Bolts? It's just nuts holding the manifold on, iirc. I was actually surprised at how easy taking the manifold was after having wrestled with those torx bolts for so long.

Take the 12pt Sears socket back and they'll probably give you a new one. I did this when my buddy ground down my E14, and they replaced it no questions asked. If we hadn't rounded the head so badly after grinding it, I probably could have gotten away with a breaker/cheater bar and just the E14 socket, but you live and learn. 

Do you have any large pipes that you can put over your breaker bar for more torque? Your bolt heads are all in good shape still; I'd try the right reverse torx socket and a breaker bar/hammer/cheater bar


----------



## Krissrock (Sep 10, 2005)

e14 (inverse torx) just doesn't seat well enough...I can't keep enough downward pressure on it to keep it seated while turning the breaker bar...
# # #
▶ **Written task**
Pick up the forum thread about the manifold's torx bolts after its last post and continue it. The rows have no connection to the forum thread about the manifold's torx bolts.

(Raw records)
# # #
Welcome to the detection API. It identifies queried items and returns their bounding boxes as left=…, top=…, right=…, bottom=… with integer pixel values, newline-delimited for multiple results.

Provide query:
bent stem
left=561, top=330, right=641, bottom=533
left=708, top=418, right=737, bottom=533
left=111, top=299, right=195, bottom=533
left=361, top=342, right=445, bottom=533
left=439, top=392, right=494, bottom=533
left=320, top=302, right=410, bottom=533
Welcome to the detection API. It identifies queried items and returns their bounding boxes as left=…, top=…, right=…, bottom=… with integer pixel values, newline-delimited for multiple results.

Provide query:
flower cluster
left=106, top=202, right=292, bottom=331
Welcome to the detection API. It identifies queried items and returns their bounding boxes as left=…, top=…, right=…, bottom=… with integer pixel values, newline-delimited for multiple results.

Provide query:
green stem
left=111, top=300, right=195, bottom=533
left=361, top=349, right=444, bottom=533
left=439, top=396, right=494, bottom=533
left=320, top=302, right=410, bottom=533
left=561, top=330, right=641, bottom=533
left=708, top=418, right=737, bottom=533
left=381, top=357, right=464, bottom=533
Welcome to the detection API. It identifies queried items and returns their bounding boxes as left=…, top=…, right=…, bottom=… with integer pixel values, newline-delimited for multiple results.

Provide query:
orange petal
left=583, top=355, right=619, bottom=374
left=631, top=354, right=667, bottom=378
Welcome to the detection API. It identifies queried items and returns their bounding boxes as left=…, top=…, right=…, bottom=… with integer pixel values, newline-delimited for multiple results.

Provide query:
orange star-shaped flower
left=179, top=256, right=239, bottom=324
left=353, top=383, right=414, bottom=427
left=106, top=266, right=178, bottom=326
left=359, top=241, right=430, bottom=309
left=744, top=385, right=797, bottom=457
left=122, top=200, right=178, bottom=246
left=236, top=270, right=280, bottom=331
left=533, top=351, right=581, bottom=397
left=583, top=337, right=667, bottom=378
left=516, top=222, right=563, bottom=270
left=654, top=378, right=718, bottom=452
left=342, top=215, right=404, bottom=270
# # #
▶ **Written reply**
I was successful in getting the top bolt loose. I used a dremel cutting wheel and began to cut under the head...after all that work, when I was trying pry it out, it just started turn with the head still on...

I attempted to use the CRC freeze on the next bolt, then use the impact gun with e14...it only took a few pumps before it started to spin and round the head. I then tried it with the breaker bar, and it just wouldn't stay put. so no i'm grinding down that one since I can't fit a cutting wheel in between the runners of the mani

I got one though!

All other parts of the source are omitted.